> **EXERCISE REQUIREMENTS**
A - Set down the passage of the text on mental health stigma that starts at "People develop mental" and ends at "illness treated differently?".
B - Summarize the text on mental health stigma in two sentences.
C - Answer these questions using the text on mental health stigma, one answer per line:
(i) Which firm produced the Report on Mental Health, and for which company?
(ii) What example of workplace stigma does the text give?
(iii) According to CAMH, about how much do mental health issues cost the Canadian economy each year?

People develop mental illnesses for a variety of reasons. Sometimes it’s biological. Sometimes it’s the result of trauma or stress. Sometimes we just don’t know why. But regardless of the reason, mental illness is every bit as real as a physical illness like diabetes. So why are people with mental illness treated differently?
In a word: stigma.
What is stigma?
Stigma is a set of negative and often unfair beliefs about a group of people. It’s a negative stereotype. And it’s a reality for many people with mental illness. It can affect their lives and be a barrier to getting the help they need.
Three kinds of mental health stigma
There are three different kinds of stigma. It doesn’t just come from one place. In fact, it doesn’t always come from the outside at all:
1. Social stigma involves negative attitudes that family, friends, colleagues and bosses have about mental illness
2. Self-stigma involves negative attitudes that people with mental illness have about their own condition, including internalized shame that can prevent people from seeking help, because to do so would mean admitting to the source of their shame
3. Workplace stigma involves policies that limit opportunities for people with mental illness (for example, a group benefits plan that covers physical illnesses but doesn’t provide mental health supports)
How does mental health stigma in the workplace affect people?
People with mental illness often struggle to accomplish day-to-day tasks. If, on top of that, they feel the need to try and hide their symptoms because of shame or fear of being judged, it can make things even harder. This can be compounded if their colleagues question whether they’re really struggling or just slacking off. As a respondent to the Report on Mental Health, produced for Desjardins Insurance by Ad Hoc Research in September 2021, said, “People think or say that you are lying, exaggerating, trying to get out of doing something… lazy, weak, which makes you afraid to ask for help. Shame and stigma surround mental health and addiction.”
The costs of mental health stigma
According to the Centre for Addiction and Mental Health (CAMH), mental illness is a leading cause of disability in Canada:
- Employees with mental health issues tend to miss work more often than other employees and tend to stay off work longer too
- Mental health issues cost the Canadian economy around $51 billion a year
- On top of direct costs related to decreased productivity, indirect costs include absenteeism, presenteeism and employee turnover
Four ways you can break through mental health stigma
Some aspects of mental illness are outside of your control. But there is one thing that is within your control: Breaking down the stigma around mental health issues.

> **STORED DATA**
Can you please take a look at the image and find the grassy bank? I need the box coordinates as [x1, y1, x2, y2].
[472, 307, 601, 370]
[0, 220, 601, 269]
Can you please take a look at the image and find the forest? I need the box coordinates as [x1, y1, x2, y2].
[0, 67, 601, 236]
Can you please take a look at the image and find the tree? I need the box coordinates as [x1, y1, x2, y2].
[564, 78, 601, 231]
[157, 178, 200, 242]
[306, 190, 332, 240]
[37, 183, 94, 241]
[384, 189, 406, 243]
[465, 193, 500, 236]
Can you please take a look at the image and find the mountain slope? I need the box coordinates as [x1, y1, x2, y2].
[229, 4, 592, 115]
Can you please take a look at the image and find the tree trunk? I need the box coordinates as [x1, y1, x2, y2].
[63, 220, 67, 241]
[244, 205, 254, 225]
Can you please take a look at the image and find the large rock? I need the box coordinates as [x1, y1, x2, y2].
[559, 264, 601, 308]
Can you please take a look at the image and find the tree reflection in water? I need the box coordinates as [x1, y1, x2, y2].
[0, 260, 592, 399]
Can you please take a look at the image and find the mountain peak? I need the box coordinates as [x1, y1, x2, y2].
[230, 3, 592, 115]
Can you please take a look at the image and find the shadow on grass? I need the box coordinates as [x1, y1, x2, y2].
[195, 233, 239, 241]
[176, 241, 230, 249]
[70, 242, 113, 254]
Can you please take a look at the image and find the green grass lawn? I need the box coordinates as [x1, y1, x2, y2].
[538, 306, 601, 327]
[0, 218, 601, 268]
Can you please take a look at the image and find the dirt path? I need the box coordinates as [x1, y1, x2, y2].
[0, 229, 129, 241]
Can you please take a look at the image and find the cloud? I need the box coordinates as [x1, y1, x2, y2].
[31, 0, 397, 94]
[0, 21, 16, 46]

> **ANSWERS TO THE TASKS**
A -
People develop mental illnesses for a variety of reasons. Sometimes it’s biological. Sometimes it’s the result of trauma or stress. Sometimes we just don’t know why. But regardless of the reason, mental illness is every bit as real as a physical illness like diabetes. So why are people with mental illness treated differently?

B - Mental illness is as real as physical illness, yet people with it face stigma, a set of negative and often unfair beliefs that can keep them from getting the help they need. This stigma takes social, self, and workplace forms, and according to CAMH, mental health issues cost the Canadian economy around $51 billion a year.

C -
(i) Ad Hoc Research produced it for Desjardins Insurance.
(ii) A group benefits plan that covers physical illnesses but doesn't provide mental health supports.
(iii) Around $51 billion a year.